> Your objective
Convert the records below, from their first line through the line containing "top-left (47, 0), bottom-right (74, 14)" (both included), into a Markdown table with the columns Row and Line. Number each line in Row, and leave out blank lines.

> Material for this exercise
┌────────

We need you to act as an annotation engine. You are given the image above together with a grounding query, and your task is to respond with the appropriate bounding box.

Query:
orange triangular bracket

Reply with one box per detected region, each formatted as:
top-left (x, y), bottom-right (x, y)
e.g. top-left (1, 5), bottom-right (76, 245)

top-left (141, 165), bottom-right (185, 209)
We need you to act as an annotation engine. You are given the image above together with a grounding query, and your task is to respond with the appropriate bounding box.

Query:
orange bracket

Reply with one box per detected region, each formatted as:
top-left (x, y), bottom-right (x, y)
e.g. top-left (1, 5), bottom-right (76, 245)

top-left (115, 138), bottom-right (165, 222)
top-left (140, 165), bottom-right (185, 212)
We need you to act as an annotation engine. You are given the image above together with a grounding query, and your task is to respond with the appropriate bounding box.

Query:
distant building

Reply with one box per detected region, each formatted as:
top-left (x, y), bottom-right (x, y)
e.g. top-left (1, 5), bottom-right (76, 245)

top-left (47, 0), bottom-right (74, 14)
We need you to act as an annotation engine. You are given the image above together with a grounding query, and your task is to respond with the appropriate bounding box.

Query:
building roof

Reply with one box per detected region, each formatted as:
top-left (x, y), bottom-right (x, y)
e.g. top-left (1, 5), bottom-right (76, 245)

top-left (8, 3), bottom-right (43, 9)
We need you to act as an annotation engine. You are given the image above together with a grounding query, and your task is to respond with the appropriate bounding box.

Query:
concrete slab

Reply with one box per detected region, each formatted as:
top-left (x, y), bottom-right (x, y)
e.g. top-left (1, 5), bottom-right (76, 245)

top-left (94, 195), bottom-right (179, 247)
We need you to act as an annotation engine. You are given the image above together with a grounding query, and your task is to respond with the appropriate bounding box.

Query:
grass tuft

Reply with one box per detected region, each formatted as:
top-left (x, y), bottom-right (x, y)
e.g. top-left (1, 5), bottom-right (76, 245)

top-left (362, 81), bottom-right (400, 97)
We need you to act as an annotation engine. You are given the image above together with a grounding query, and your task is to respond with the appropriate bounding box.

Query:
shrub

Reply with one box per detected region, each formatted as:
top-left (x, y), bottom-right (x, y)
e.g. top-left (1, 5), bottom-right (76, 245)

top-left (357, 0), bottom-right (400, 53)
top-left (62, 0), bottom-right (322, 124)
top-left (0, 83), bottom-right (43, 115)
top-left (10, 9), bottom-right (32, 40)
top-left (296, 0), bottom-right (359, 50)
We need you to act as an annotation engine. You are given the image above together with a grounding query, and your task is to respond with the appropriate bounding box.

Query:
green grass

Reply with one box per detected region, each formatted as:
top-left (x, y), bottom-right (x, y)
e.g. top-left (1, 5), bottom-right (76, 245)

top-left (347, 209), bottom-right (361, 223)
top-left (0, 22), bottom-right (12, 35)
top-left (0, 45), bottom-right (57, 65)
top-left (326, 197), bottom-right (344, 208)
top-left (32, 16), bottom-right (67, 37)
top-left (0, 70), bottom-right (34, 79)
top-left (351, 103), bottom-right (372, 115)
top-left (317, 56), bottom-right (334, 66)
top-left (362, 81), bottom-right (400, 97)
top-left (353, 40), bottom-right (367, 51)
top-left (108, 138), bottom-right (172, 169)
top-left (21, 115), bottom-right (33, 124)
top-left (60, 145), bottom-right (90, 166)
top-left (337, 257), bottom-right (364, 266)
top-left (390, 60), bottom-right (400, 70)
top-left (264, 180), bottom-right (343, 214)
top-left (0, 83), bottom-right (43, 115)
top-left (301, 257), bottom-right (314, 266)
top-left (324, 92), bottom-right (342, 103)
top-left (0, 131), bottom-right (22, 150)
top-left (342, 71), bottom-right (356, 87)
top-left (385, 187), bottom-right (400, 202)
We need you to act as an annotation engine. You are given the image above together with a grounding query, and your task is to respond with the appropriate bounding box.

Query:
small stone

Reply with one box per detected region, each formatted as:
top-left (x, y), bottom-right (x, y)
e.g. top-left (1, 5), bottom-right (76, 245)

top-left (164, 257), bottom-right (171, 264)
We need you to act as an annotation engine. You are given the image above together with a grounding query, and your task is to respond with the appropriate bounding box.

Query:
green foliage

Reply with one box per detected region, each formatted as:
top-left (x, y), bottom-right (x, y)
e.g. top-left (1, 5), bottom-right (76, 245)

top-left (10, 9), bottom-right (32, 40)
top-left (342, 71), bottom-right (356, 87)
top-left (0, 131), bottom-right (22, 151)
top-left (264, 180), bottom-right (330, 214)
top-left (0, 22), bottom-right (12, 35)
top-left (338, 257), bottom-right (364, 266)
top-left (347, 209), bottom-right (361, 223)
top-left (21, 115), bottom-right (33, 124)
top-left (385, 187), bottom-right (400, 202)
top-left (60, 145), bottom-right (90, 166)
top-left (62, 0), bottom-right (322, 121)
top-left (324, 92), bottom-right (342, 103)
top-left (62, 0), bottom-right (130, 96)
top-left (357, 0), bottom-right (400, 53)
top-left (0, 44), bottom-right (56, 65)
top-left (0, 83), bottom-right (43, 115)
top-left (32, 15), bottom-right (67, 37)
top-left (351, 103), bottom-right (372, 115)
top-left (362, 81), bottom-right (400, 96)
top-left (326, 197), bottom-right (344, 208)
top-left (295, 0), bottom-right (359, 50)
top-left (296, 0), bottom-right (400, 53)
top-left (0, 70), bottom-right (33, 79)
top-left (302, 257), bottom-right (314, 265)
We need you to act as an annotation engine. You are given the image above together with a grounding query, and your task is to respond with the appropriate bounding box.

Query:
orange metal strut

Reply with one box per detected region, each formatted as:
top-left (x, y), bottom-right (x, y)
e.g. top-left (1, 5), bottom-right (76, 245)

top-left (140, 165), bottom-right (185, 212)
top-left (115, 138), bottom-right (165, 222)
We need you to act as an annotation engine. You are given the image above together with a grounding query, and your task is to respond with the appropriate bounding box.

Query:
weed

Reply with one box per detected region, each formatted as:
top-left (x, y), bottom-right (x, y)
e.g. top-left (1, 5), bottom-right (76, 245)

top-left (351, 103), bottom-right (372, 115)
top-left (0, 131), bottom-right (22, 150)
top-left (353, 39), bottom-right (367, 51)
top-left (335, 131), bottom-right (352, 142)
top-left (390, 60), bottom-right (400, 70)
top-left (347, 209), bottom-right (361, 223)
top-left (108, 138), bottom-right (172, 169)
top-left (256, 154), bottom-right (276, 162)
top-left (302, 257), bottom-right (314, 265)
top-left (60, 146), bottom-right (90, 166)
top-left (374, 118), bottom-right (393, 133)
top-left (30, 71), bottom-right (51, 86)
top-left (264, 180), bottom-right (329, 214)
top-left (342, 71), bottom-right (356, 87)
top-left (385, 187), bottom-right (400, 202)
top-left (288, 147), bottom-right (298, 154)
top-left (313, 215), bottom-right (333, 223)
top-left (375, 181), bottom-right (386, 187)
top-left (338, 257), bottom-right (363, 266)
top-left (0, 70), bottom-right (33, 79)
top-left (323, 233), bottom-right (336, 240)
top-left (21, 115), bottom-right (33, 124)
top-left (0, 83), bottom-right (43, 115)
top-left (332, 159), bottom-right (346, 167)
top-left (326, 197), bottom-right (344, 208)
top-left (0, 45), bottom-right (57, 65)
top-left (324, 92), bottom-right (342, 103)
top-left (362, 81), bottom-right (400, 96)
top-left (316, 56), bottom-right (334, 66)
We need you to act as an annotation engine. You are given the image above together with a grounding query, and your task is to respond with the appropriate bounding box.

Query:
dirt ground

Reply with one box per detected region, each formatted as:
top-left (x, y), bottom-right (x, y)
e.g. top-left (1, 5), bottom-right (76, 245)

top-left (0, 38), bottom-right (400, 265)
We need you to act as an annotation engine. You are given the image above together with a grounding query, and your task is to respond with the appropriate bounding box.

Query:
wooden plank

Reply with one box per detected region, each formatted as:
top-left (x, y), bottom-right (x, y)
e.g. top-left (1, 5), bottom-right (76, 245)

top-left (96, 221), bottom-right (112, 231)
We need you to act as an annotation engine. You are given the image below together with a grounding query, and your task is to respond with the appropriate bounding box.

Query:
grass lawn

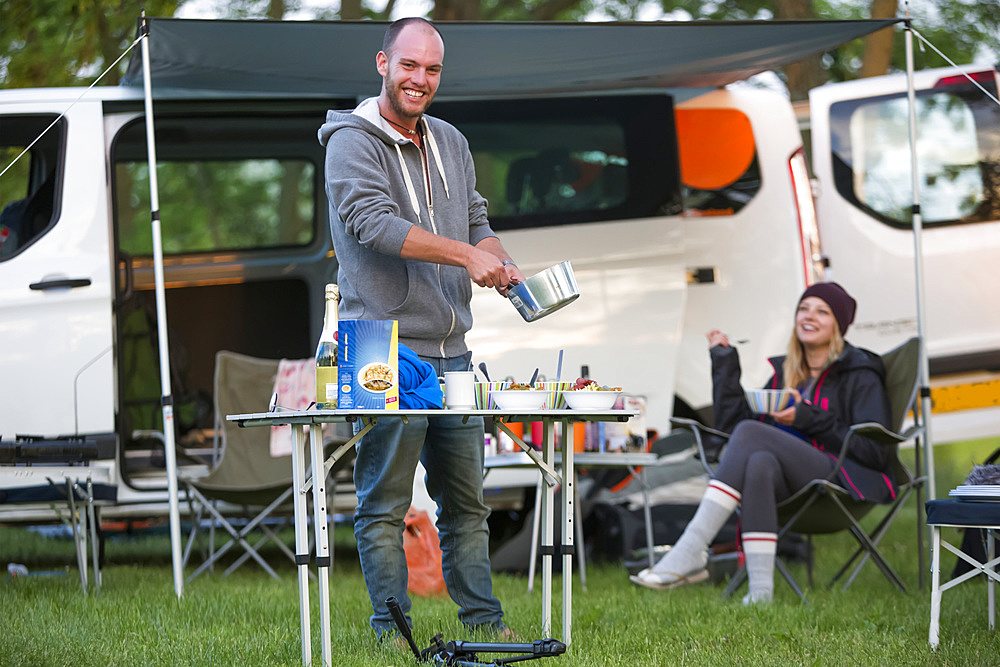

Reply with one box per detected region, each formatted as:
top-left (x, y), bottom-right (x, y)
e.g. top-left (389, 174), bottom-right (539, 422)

top-left (0, 439), bottom-right (1000, 667)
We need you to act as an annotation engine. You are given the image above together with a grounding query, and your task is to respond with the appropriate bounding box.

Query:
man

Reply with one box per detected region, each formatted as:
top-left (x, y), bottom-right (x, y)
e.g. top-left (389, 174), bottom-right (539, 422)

top-left (319, 18), bottom-right (524, 638)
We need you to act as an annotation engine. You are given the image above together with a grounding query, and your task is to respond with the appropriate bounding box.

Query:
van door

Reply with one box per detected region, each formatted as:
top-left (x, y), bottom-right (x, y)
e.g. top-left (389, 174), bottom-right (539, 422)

top-left (106, 100), bottom-right (337, 486)
top-left (0, 100), bottom-right (114, 438)
top-left (809, 69), bottom-right (1000, 375)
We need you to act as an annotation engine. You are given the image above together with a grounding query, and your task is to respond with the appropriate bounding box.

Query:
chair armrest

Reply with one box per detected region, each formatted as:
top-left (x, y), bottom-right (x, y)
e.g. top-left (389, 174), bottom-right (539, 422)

top-left (847, 422), bottom-right (906, 445)
top-left (670, 417), bottom-right (729, 440)
top-left (670, 417), bottom-right (729, 475)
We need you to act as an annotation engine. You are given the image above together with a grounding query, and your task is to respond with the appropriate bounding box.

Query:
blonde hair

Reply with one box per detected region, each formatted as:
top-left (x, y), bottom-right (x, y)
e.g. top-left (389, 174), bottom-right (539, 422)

top-left (782, 326), bottom-right (844, 389)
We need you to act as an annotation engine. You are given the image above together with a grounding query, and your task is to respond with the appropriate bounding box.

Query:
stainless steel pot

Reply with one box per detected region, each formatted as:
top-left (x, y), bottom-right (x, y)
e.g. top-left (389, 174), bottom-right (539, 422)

top-left (507, 261), bottom-right (580, 322)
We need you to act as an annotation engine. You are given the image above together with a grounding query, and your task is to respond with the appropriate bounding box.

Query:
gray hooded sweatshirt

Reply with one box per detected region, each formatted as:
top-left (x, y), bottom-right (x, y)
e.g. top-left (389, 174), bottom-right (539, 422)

top-left (319, 98), bottom-right (495, 357)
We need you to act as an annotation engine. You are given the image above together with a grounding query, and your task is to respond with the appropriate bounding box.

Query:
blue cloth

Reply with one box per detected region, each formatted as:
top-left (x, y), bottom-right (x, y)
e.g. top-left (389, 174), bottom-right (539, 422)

top-left (399, 343), bottom-right (444, 410)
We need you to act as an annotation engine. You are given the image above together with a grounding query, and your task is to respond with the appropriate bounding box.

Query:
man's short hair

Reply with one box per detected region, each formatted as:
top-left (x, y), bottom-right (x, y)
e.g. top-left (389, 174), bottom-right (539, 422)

top-left (382, 16), bottom-right (444, 55)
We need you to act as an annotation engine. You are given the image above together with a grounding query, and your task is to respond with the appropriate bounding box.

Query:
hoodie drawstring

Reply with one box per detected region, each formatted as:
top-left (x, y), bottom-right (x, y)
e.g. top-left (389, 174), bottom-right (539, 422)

top-left (393, 143), bottom-right (420, 223)
top-left (420, 118), bottom-right (451, 199)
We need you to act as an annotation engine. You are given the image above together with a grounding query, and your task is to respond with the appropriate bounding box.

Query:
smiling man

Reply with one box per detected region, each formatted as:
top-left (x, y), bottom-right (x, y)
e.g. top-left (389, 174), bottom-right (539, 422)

top-left (319, 18), bottom-right (524, 637)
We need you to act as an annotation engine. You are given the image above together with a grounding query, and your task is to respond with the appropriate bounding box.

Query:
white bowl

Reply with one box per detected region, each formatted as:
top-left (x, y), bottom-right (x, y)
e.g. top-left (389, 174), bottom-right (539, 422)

top-left (563, 389), bottom-right (621, 410)
top-left (493, 389), bottom-right (549, 410)
top-left (744, 389), bottom-right (795, 415)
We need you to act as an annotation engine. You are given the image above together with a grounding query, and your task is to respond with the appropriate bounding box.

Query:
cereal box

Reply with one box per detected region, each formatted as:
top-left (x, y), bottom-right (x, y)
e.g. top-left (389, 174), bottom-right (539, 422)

top-left (337, 320), bottom-right (399, 410)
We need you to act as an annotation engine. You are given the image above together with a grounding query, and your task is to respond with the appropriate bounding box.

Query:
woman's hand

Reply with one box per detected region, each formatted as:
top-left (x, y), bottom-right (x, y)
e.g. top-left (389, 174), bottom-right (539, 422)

top-left (708, 329), bottom-right (729, 348)
top-left (771, 389), bottom-right (802, 426)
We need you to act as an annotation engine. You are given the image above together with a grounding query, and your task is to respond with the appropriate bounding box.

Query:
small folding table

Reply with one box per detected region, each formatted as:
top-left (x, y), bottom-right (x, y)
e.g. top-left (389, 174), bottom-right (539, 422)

top-left (226, 410), bottom-right (639, 667)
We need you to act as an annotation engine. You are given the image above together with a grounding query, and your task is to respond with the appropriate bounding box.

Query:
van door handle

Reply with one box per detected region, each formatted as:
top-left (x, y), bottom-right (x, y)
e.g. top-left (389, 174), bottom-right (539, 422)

top-left (687, 266), bottom-right (717, 285)
top-left (28, 278), bottom-right (90, 290)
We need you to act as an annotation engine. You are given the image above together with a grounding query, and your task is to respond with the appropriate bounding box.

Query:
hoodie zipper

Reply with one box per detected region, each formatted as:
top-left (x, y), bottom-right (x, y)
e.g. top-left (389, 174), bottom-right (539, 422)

top-left (417, 132), bottom-right (456, 357)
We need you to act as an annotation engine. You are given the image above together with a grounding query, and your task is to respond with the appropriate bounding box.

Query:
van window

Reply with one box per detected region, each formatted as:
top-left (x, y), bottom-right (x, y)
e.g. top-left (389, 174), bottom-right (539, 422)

top-left (830, 82), bottom-right (1000, 228)
top-left (676, 108), bottom-right (761, 217)
top-left (434, 95), bottom-right (681, 230)
top-left (113, 117), bottom-right (318, 256)
top-left (0, 114), bottom-right (66, 261)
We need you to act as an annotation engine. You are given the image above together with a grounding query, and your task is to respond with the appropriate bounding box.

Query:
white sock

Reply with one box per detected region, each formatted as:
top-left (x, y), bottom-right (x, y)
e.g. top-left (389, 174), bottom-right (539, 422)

top-left (652, 479), bottom-right (741, 575)
top-left (743, 533), bottom-right (778, 604)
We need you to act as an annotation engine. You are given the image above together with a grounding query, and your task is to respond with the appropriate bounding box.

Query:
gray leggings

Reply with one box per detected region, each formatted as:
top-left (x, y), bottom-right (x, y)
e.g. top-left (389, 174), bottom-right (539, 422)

top-left (715, 420), bottom-right (836, 533)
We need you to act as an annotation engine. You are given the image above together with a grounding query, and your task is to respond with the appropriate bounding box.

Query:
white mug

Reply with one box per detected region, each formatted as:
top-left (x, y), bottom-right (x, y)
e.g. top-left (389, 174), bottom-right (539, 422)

top-left (444, 371), bottom-right (476, 410)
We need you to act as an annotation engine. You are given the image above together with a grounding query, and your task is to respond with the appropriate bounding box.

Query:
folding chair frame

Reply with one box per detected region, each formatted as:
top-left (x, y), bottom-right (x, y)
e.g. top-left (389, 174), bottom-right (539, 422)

top-left (181, 483), bottom-right (295, 582)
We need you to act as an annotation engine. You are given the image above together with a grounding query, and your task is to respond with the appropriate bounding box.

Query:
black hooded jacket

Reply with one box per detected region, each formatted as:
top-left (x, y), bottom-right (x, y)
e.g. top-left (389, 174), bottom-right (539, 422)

top-left (710, 343), bottom-right (896, 502)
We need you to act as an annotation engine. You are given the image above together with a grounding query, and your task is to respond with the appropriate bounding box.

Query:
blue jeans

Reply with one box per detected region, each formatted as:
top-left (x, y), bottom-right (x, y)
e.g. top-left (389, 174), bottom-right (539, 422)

top-left (354, 355), bottom-right (506, 637)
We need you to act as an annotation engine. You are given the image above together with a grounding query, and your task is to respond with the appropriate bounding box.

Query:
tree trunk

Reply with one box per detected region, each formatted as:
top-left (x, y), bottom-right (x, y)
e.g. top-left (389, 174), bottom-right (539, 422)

top-left (774, 0), bottom-right (826, 102)
top-left (858, 0), bottom-right (899, 78)
top-left (431, 0), bottom-right (480, 21)
top-left (267, 0), bottom-right (285, 21)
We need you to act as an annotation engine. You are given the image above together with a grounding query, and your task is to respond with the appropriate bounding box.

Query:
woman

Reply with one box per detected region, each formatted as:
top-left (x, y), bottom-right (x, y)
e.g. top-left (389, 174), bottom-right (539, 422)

top-left (630, 282), bottom-right (896, 604)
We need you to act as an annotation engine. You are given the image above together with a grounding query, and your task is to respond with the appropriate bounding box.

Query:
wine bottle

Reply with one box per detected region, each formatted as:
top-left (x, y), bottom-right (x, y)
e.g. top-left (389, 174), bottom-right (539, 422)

top-left (316, 283), bottom-right (340, 408)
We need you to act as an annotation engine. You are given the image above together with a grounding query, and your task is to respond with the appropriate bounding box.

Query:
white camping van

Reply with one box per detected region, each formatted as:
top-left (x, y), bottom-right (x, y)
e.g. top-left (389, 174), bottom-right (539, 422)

top-left (809, 67), bottom-right (1000, 442)
top-left (0, 79), bottom-right (818, 500)
top-left (466, 86), bottom-right (821, 434)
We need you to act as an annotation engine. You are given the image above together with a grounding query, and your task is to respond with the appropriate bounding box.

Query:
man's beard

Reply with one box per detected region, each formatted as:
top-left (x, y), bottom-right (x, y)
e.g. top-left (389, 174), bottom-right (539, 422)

top-left (388, 79), bottom-right (434, 119)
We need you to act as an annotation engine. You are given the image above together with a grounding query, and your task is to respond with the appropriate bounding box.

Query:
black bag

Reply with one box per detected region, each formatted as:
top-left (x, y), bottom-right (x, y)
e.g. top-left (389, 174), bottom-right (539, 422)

top-left (951, 449), bottom-right (1000, 579)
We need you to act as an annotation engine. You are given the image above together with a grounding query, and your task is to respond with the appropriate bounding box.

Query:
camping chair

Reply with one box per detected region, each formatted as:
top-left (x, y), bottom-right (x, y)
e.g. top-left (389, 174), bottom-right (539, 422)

top-left (183, 350), bottom-right (295, 581)
top-left (672, 338), bottom-right (926, 601)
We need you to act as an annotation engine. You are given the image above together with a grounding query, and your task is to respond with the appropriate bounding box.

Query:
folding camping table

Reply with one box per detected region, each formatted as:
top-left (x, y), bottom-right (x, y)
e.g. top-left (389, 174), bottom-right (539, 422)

top-left (226, 410), bottom-right (639, 667)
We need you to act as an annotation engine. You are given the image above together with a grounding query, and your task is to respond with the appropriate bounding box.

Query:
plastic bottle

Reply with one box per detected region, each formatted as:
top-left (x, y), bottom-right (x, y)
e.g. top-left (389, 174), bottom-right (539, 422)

top-left (316, 283), bottom-right (340, 408)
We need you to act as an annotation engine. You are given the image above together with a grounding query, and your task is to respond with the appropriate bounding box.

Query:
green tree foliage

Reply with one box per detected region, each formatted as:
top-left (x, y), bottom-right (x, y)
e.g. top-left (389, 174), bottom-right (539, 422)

top-left (0, 0), bottom-right (184, 88)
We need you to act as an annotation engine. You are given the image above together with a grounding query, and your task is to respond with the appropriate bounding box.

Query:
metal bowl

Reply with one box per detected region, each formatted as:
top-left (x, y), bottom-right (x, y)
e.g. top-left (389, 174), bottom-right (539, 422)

top-left (507, 261), bottom-right (580, 322)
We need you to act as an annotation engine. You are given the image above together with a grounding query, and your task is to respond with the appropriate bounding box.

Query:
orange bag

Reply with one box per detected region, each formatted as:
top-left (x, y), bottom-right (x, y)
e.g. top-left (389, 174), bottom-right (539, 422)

top-left (403, 507), bottom-right (448, 597)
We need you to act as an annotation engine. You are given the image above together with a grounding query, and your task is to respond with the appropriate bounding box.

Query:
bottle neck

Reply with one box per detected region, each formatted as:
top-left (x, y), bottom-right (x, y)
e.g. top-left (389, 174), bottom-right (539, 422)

top-left (319, 298), bottom-right (340, 341)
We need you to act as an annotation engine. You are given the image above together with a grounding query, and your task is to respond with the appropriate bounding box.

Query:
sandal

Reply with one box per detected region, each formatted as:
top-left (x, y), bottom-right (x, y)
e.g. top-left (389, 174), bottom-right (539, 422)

top-left (629, 568), bottom-right (708, 591)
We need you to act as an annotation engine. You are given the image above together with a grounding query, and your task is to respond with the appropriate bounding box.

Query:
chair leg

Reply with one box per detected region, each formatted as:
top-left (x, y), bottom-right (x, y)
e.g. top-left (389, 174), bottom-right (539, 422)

top-left (806, 535), bottom-right (815, 588)
top-left (927, 525), bottom-right (941, 650)
top-left (830, 495), bottom-right (906, 593)
top-left (986, 528), bottom-right (997, 630)
top-left (827, 493), bottom-right (910, 591)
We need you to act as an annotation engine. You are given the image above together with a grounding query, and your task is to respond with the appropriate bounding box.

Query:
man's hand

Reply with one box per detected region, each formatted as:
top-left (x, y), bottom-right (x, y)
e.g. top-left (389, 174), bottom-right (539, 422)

top-left (466, 236), bottom-right (525, 296)
top-left (708, 329), bottom-right (729, 348)
top-left (465, 248), bottom-right (516, 290)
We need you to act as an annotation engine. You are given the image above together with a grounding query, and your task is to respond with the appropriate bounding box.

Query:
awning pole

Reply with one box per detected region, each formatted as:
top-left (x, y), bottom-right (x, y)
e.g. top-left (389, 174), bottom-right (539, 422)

top-left (904, 17), bottom-right (936, 500)
top-left (139, 12), bottom-right (184, 598)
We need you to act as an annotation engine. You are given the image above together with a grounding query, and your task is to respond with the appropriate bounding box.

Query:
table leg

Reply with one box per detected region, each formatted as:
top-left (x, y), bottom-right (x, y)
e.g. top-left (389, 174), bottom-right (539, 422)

top-left (561, 421), bottom-right (576, 648)
top-left (309, 424), bottom-right (333, 667)
top-left (573, 470), bottom-right (587, 593)
top-left (541, 419), bottom-right (566, 637)
top-left (633, 466), bottom-right (655, 570)
top-left (292, 424), bottom-right (312, 665)
top-left (927, 526), bottom-right (941, 649)
top-left (986, 528), bottom-right (997, 630)
top-left (87, 477), bottom-right (101, 592)
top-left (528, 473), bottom-right (545, 593)
top-left (66, 477), bottom-right (87, 597)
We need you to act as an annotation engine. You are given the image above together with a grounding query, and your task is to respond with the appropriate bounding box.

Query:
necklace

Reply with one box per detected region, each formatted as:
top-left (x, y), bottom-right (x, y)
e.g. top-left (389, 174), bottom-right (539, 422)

top-left (378, 110), bottom-right (417, 136)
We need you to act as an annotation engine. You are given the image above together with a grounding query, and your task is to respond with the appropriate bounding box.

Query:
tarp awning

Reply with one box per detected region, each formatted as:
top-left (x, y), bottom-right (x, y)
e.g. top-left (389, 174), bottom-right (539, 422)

top-left (123, 18), bottom-right (900, 98)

└────────

> Solution for this task
| Row | Line |
|---|---|
| 1 | We need you to act as an annotation engine. You are given the image above together with a grounding query, and your task is to respond with the appropriate bounding box. |
| 2 | Query: |
| 3 | orange triangular bracket |
| 4 | Reply with one box per detected region, each formatted as: |
| 5 | top-left (x, y), bottom-right (x, y) |
| 6 | e.g. top-left (1, 5), bottom-right (76, 245) |
| 7 | top-left (141, 165), bottom-right (185, 209) |
| 8 | We need you to act as an annotation engine. You are given the image above together with a grounding query, and your task is to respond with the appropriate bounding box. |
| 9 | Query: |
| 10 | orange bracket |
| 11 | Reply with one box per detected region, each formatted as: |
| 12 | top-left (x, y), bottom-right (x, y) |
| 13 | e.g. top-left (1, 5), bottom-right (76, 245) |
| 14 | top-left (115, 138), bottom-right (165, 222) |
| 15 | top-left (140, 165), bottom-right (185, 212) |
| 16 | We need you to act as an annotation engine. You are given the image above together with a grounding query, and your task is to respond with the appropriate bounding box. |
| 17 | Query: |
| 18 | distant building |
| 19 | Reply with one box per detected region, each formatted as: |
| 20 | top-left (x, y), bottom-right (x, y) |
| 21 | e.g. top-left (1, 5), bottom-right (76, 245) |
| 22 | top-left (47, 0), bottom-right (74, 14) |